- _Task requirements_
Pull every line from the items below and reproduce each one without any change.

(Dataset entries)
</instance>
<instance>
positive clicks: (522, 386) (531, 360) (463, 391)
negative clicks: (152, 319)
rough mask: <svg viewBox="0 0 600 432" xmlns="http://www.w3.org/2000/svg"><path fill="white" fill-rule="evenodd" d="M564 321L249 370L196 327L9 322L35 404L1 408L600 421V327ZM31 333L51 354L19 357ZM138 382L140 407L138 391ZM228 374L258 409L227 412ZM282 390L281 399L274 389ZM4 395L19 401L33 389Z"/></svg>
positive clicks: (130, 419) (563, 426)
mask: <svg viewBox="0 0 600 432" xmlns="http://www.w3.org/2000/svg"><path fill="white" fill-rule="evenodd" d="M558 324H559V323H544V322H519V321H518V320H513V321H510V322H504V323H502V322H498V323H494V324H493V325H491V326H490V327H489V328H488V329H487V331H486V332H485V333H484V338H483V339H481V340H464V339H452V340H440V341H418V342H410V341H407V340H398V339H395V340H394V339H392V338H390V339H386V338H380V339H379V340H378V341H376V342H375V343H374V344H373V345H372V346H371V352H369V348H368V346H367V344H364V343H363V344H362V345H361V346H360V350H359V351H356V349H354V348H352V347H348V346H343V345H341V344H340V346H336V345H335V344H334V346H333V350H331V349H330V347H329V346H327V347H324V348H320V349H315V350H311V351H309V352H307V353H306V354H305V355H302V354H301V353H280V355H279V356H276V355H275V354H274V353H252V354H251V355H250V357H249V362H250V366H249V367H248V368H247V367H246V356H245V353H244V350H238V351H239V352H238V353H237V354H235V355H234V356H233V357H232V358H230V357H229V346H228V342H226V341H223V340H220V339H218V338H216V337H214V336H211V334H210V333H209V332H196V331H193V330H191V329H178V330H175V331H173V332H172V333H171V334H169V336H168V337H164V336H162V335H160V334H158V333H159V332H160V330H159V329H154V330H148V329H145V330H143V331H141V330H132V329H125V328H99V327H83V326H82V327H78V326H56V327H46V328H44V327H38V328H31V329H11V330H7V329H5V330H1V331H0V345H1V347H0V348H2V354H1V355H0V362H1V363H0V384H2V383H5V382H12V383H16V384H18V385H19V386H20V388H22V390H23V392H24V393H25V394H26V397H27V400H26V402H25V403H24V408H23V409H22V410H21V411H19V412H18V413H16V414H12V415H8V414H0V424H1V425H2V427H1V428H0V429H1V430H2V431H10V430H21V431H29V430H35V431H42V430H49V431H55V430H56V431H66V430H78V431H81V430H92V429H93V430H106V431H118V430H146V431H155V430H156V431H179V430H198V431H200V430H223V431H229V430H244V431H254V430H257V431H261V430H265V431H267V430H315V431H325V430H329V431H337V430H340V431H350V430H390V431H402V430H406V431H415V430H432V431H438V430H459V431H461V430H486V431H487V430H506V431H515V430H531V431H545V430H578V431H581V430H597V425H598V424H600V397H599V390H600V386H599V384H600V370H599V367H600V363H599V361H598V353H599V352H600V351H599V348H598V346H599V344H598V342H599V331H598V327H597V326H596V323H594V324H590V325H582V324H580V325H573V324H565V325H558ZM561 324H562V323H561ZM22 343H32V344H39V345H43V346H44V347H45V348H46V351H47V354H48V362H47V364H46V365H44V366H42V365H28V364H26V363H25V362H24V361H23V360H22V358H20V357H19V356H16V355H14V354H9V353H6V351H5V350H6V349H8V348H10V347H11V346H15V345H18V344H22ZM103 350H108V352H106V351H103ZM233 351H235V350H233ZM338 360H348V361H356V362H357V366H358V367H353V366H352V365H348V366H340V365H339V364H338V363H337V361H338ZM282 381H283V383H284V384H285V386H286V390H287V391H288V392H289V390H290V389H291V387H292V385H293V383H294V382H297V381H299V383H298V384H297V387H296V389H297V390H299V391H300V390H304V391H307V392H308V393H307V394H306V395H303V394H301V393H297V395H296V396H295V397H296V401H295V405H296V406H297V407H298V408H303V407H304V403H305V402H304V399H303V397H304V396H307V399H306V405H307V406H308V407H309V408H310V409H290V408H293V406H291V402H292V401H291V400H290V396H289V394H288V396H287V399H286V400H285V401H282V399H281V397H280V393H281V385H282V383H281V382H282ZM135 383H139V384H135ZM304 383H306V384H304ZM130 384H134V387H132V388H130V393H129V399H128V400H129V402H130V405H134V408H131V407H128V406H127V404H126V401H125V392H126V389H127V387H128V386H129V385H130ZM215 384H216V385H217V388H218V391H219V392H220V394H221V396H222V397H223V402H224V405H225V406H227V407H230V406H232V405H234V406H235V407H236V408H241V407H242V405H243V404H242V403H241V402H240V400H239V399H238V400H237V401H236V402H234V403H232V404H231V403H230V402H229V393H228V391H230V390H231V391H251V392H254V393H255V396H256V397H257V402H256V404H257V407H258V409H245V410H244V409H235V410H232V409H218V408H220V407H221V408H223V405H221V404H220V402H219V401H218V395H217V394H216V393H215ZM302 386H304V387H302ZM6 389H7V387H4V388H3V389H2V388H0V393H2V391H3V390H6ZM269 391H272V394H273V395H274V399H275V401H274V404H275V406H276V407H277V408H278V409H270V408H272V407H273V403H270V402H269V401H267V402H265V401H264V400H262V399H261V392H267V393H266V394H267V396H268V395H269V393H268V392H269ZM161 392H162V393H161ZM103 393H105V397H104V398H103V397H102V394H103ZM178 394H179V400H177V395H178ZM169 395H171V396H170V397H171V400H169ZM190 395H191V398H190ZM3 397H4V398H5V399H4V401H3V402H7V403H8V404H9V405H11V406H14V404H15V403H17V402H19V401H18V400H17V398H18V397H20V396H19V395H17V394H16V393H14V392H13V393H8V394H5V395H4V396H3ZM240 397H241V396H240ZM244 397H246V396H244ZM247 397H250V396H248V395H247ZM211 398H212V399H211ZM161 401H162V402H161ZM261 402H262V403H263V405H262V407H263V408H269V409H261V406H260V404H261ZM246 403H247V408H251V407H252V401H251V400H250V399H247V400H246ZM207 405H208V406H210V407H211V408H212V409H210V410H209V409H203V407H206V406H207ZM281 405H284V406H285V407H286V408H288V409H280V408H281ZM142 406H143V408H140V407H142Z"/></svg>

- _Reply_
</instance>
<instance>
positive clicks: (522, 386) (531, 360) (463, 391)
negative clicks: (152, 319)
rough mask: <svg viewBox="0 0 600 432" xmlns="http://www.w3.org/2000/svg"><path fill="white" fill-rule="evenodd" d="M564 321L249 370L196 327L9 322L35 404L1 408L600 421V327ZM31 333L51 354L19 357ZM138 382L140 407L138 391ZM228 374L258 409L227 412ZM282 390L281 399L274 389ZM4 395L19 401L33 389Z"/></svg>
positive clicks: (130, 419) (563, 426)
mask: <svg viewBox="0 0 600 432" xmlns="http://www.w3.org/2000/svg"><path fill="white" fill-rule="evenodd" d="M558 324H559V323H544V322H519V321H518V320H513V321H510V322H504V323H502V322H498V323H494V324H493V325H491V326H490V327H489V328H488V329H487V331H486V332H485V333H484V338H483V339H481V340H464V339H452V340H440V341H418V342H410V341H407V340H398V339H395V340H394V339H392V338H390V339H386V338H380V339H379V340H378V341H376V342H375V343H374V344H373V345H372V346H371V352H369V348H368V346H367V344H364V343H363V344H362V345H361V346H360V350H359V351H356V349H354V348H352V347H348V346H343V345H341V344H340V346H336V345H335V344H334V346H333V350H331V349H330V347H329V346H327V347H324V348H320V349H315V350H311V351H309V352H307V353H306V354H305V355H302V354H301V353H280V355H279V356H276V355H275V354H274V353H252V354H251V355H250V357H249V362H250V366H249V367H248V368H247V367H246V356H245V353H244V350H238V351H239V352H238V353H237V354H235V355H234V356H233V357H232V358H230V357H229V346H228V342H226V341H223V340H220V339H218V338H216V337H214V336H211V334H210V333H209V332H196V331H193V330H191V329H178V330H175V331H173V332H172V333H171V334H169V336H168V337H164V336H162V335H160V334H158V333H159V332H160V330H159V329H154V330H148V329H145V330H143V331H141V330H132V329H125V328H99V327H83V326H82V327H78V326H56V327H46V328H44V327H38V328H31V329H11V330H7V329H5V330H1V331H0V345H1V347H0V348H2V354H1V355H0V362H1V363H0V384H2V383H5V382H12V383H16V384H18V385H19V386H20V388H22V390H23V392H24V393H25V394H26V397H27V400H26V402H25V403H24V408H23V409H22V410H21V411H19V412H18V413H16V414H12V415H8V414H0V424H1V425H2V427H1V428H0V429H1V430H2V431H10V430H21V431H29V430H35V431H42V430H49V431H55V430H56V431H66V430H78V431H81V430H92V429H93V430H106V431H118V430H146V431H155V430H156V431H179V430H198V431H200V430H223V431H229V430H244V431H254V430H257V431H261V430H265V431H267V430H315V431H325V430H329V431H337V430H340V431H350V430H390V431H402V430H406V431H415V430H432V431H438V430H459V431H461V430H486V431H487V430H506V431H515V430H531V431H545V430H578V431H581V430H597V425H598V424H600V397H599V390H600V386H599V384H600V370H599V367H600V363H599V361H598V353H599V352H600V351H599V348H598V346H599V344H598V342H599V331H598V327H597V326H596V323H594V324H590V325H582V324H580V325H573V324H565V325H558ZM561 324H562V323H561ZM22 343H32V344H39V345H43V346H44V347H45V348H46V351H47V354H48V362H47V364H46V365H44V366H42V365H28V364H26V363H25V362H24V361H23V360H22V358H20V357H19V356H16V355H14V354H9V353H6V351H5V350H6V349H8V348H10V347H11V346H15V345H18V344H22ZM103 350H108V352H106V351H103ZM233 351H235V350H233ZM338 360H348V361H356V362H357V366H358V367H353V366H352V365H348V366H340V365H339V364H338V363H337V361H338ZM282 381H283V383H284V384H285V386H286V390H287V391H288V392H289V390H290V389H291V387H292V385H293V383H294V382H297V381H299V383H298V384H297V387H296V389H297V390H299V391H300V390H304V391H307V392H308V393H307V394H306V395H303V394H301V393H297V395H296V396H295V397H296V401H295V405H296V406H297V407H298V408H303V407H304V403H305V402H304V399H303V397H304V396H307V399H306V405H307V406H308V407H309V408H310V409H290V408H293V406H291V402H292V401H291V400H290V396H289V394H288V396H287V399H286V400H285V401H282V399H281V397H280V393H281V385H282V383H281V382H282ZM135 383H139V384H135ZM304 383H306V384H304ZM130 384H134V387H132V388H130V393H129V399H128V400H129V402H130V405H134V408H131V407H128V406H127V404H126V401H125V392H126V389H127V387H128V386H129V385H130ZM215 384H216V385H217V388H218V391H219V392H220V394H221V396H222V397H223V402H224V405H225V406H227V407H230V406H232V405H234V406H235V407H236V408H241V407H242V405H243V404H242V403H241V402H240V400H239V399H238V400H237V401H236V402H234V403H232V404H231V403H230V402H229V393H228V391H230V390H231V391H251V392H254V393H255V396H256V397H257V402H256V404H257V407H258V409H245V410H244V409H235V410H232V409H218V408H220V407H221V408H223V405H221V404H220V402H219V401H218V395H217V394H216V393H215ZM302 386H304V387H302ZM6 389H7V387H4V388H3V389H2V388H0V393H2V391H3V390H6ZM269 391H272V394H273V395H274V399H275V401H274V404H275V406H276V407H277V408H278V409H270V408H272V407H273V403H270V402H269V401H267V402H265V401H264V400H262V399H261V392H267V393H266V394H267V396H268V395H269V393H268V392H269ZM161 392H162V393H161ZM103 393H105V397H104V398H103V397H102V394H103ZM178 394H179V400H177V395H178ZM169 395H171V396H170V397H171V400H169ZM190 395H191V398H190ZM3 397H4V398H5V399H4V401H3V402H7V403H8V404H9V405H11V406H14V404H15V403H17V402H19V401H18V400H17V398H18V397H20V396H19V395H17V394H16V393H14V392H13V393H8V394H5V395H4V396H3ZM240 397H241V396H240ZM244 397H246V396H244ZM247 397H250V396H248V395H247ZM211 398H212V399H211ZM161 401H162V402H161ZM261 402H262V403H263V405H262V407H263V408H269V409H261V406H260V404H261ZM246 403H247V408H251V407H252V401H251V400H250V399H247V400H246ZM207 405H208V406H210V407H211V408H212V409H210V410H209V409H203V407H206V406H207ZM281 405H284V406H285V407H286V408H288V409H280V408H281ZM142 406H143V408H140V407H142Z"/></svg>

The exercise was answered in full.